## TAREAS DEL EJERCICIO
a. En el texto sobre el cielo chileno, ¿qué porcentaje de la infraestructura astronómica del mundo se estima que albergará Chile?
b. Reproduce al pie de la letra el pasaje del texto sobre el cielo chileno que va de "El cielo chileno merece" a "la observación mundial.", ambos incluidos.

━━ FRAGMENTO DEL TEXTO ━━

El cielo chileno merece una mención especial que no es
posible constreñir a un párrafo elogioso. No es que me sorprenda a mí sino que
el cielo chileno ha sorprendido al mundo desde hace siglos, pero que con la
evolución de la astronomía, espectacular en las últimas décadas, ha supuesto a
ese cielo como la ventana terrestre al universo.
No es por otra cosa que Chile tiene una infraestructura
astronómica única en el mundo, desde ahí se van a descubrir los exoplanetas habitables,
se va a descubrir la vida del universo. Chile tiene ya los centros de
observación más grandes del planeta, pero en unos años más se hará de ahí la
mayor parte de la observación mundial.
En el desierto de Atacama existe una docena de
observatorios, el Paranal (VLT), el complejo astronómico más avanzado y activo
del planeta; ALMA, el mayor proyecto astronómico del mundo, y La Silla. Cuando
se termine de construir el Telescopio Europeo Extremadamente Grande en 2020, se
estima que Chile albergará el 70% de la infraestructura astronómica del mundo.
Por si fuera poco, tuvimos la impagable suerte de ser
acompañados en este viaje por un astrónomo aficionado: ni más ni menos que
Frank, nuestro anfitrión que, aunque abogado, en algún momento de su vida cursó
un competente diplomado de observación astronómica que le ha dado más
satisfacciones y admiradores que la abogacía, donde también tiene lo suyo. Como
sea, Frank ha sabido sacarle provecho a aquel lejano curso y observar el cielo
nocturno con él, copa de vino en mano e ignorancia supina como la mía, fue una
gran oportunidad y todo un placer. Gracias Frank.

━━━
━━ DATOS PROPORCIONADOS ━━

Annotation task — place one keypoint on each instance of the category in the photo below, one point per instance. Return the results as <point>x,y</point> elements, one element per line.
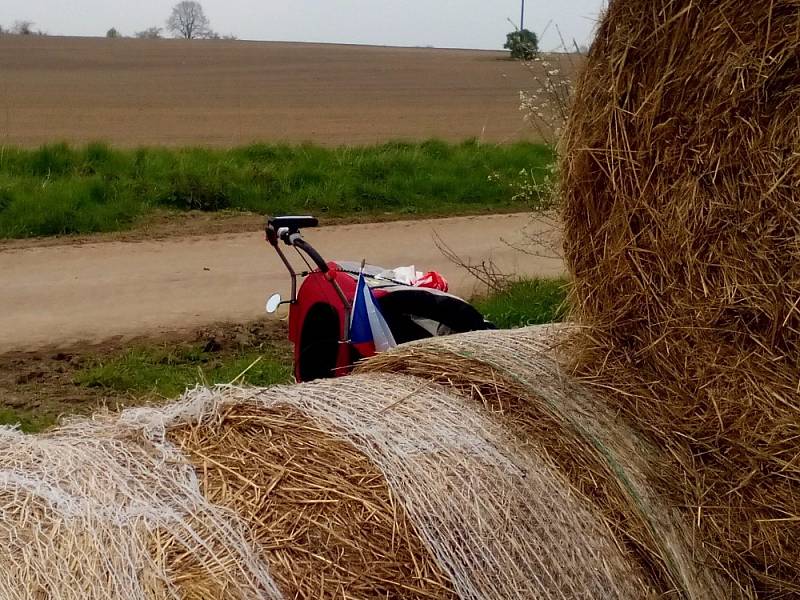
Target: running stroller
<point>320,311</point>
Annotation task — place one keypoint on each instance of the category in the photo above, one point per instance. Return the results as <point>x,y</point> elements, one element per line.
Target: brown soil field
<point>132,92</point>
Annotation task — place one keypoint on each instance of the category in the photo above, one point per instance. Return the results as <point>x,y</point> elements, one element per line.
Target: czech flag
<point>369,331</point>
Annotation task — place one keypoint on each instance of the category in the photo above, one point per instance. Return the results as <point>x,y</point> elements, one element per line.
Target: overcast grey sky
<point>441,23</point>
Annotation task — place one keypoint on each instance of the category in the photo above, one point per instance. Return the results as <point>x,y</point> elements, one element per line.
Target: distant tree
<point>151,33</point>
<point>188,21</point>
<point>523,44</point>
<point>23,28</point>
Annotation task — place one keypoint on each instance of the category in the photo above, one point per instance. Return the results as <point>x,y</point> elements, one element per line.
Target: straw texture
<point>375,485</point>
<point>682,235</point>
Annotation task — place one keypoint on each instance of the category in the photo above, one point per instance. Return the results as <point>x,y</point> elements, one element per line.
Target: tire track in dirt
<point>61,295</point>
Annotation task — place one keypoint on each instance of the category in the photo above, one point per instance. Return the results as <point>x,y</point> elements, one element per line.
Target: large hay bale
<point>682,215</point>
<point>370,486</point>
<point>517,377</point>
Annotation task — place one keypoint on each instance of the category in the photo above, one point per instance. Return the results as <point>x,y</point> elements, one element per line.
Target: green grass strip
<point>58,189</point>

━━━

## RESULTADOS ESPERADOS
a. El 70%.

b.
El cielo chileno merece una mención especial que no es
posible constreñir a un párrafo elogioso. No es que me sorprenda a mí sino que
el cielo chileno ha sorprendido al mundo desde hace siglos, pero que con la
evolución de la astronomía, espectacular en las últimas décadas, ha supuesto a
ese cielo como la ventana terrestre al universo.
No es por otra cosa que Chile tiene una infraestructura
astronómica única en el mundo, desde ahí se van a descubrir los exoplanetas habitables,
se va a descubrir la vida del universo. Chile tiene ya los centros de
observación más grandes del planeta, pero en unos años más se hará de ahí la
mayor parte de la observación mundial.